EXERCISE:
State how many lines of the entries hold the string "police", and nothing more.

[[ RAW DATA open ]]

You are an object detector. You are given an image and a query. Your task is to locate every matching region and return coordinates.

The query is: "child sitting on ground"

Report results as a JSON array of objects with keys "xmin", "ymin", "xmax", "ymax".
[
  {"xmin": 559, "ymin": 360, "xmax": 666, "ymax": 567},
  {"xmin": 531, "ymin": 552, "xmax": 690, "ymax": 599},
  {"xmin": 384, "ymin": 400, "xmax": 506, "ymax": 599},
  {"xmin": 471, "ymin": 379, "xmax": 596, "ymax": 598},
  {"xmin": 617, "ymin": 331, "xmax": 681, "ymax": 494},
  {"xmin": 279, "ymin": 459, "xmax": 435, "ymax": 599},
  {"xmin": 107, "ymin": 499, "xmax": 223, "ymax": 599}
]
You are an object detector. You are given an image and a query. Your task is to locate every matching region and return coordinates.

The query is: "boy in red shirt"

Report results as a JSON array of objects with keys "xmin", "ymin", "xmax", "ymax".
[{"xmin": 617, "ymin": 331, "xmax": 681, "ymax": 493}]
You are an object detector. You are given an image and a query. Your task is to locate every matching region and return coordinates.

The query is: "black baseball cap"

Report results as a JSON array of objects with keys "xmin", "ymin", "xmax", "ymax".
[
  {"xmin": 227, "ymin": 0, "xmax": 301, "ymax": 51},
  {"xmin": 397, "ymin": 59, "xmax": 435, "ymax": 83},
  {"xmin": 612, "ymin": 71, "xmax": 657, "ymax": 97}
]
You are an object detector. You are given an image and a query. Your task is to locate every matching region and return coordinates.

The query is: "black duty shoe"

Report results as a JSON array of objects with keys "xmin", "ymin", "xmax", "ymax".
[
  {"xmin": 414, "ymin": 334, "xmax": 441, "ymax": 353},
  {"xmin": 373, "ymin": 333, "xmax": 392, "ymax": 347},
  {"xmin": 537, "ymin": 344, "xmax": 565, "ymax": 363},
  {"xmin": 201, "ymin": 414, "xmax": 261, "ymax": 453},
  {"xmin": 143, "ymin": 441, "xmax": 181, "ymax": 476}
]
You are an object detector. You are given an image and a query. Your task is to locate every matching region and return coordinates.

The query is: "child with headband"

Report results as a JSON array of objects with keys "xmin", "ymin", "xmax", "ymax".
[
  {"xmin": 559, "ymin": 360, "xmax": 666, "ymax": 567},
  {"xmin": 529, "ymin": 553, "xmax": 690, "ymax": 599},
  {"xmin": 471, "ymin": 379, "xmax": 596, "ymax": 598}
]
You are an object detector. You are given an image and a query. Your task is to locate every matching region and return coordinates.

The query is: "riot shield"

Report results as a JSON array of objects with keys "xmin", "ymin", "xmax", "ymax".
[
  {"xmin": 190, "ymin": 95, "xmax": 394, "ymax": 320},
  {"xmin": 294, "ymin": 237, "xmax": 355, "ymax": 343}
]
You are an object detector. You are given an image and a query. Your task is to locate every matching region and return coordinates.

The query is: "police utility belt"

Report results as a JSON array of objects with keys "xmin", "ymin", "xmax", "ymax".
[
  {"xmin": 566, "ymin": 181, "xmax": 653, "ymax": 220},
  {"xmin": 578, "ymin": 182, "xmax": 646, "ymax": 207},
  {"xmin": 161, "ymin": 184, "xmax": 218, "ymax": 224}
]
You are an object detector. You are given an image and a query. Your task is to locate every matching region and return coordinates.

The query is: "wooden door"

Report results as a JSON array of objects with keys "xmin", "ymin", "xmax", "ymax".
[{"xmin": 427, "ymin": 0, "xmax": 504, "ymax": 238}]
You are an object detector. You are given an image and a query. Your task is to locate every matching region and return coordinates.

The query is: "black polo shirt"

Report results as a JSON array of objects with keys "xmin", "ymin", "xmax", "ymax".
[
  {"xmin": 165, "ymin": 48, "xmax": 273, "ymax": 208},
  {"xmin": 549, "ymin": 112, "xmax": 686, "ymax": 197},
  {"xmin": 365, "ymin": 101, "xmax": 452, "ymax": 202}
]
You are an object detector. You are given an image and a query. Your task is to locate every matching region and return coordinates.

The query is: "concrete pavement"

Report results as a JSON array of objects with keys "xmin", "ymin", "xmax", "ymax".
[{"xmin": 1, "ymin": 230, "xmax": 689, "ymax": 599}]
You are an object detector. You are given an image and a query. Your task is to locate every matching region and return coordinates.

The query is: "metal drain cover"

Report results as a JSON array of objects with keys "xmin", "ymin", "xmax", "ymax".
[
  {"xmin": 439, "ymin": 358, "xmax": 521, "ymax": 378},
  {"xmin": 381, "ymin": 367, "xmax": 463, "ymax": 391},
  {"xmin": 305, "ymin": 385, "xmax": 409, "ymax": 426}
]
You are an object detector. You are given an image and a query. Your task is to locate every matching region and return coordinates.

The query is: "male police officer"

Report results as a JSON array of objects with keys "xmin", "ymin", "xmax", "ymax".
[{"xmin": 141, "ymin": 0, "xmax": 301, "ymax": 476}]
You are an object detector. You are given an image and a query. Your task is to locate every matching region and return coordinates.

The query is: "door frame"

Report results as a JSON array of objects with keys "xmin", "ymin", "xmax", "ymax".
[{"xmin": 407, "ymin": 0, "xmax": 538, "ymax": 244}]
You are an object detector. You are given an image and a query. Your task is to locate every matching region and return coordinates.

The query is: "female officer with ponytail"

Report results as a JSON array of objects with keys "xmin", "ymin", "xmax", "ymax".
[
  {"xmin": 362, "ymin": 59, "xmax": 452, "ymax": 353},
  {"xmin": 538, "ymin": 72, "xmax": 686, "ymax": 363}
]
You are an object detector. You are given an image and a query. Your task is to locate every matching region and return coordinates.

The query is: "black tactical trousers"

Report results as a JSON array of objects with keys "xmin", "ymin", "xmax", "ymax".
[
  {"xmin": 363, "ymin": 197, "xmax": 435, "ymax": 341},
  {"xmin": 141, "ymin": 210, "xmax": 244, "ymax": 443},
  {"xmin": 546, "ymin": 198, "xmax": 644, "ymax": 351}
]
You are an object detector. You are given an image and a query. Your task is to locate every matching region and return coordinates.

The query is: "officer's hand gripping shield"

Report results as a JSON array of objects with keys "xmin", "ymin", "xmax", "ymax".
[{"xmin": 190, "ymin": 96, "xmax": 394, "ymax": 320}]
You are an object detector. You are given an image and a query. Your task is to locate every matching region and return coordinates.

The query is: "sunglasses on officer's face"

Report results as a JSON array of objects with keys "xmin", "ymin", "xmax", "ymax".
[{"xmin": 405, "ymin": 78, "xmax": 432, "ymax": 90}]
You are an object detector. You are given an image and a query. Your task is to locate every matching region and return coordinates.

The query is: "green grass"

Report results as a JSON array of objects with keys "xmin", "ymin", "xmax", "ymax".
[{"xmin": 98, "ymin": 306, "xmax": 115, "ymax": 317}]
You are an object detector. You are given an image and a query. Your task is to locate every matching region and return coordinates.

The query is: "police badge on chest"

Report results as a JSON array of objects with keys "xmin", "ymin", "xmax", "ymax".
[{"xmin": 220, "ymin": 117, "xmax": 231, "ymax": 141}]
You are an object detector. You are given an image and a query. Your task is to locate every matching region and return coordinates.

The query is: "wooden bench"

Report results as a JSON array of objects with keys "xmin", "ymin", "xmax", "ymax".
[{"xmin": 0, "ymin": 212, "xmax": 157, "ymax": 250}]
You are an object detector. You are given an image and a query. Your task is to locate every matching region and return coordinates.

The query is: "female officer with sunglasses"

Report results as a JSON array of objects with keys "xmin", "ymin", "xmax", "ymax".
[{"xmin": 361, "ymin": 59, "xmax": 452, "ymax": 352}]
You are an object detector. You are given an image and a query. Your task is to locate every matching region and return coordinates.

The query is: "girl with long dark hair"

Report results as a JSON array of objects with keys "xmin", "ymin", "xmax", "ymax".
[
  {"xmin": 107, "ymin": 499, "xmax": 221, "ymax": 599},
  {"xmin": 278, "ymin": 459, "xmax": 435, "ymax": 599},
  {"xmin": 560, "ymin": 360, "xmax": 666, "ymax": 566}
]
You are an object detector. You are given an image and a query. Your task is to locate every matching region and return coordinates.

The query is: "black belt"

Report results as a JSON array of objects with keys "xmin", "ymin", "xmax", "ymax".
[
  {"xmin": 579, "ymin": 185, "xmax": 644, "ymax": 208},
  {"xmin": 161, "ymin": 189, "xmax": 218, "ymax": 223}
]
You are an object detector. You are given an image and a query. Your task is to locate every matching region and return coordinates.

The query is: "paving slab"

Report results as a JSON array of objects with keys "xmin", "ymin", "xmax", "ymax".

[[ RAW DATA closed ]]

TASK OUTPUT:
3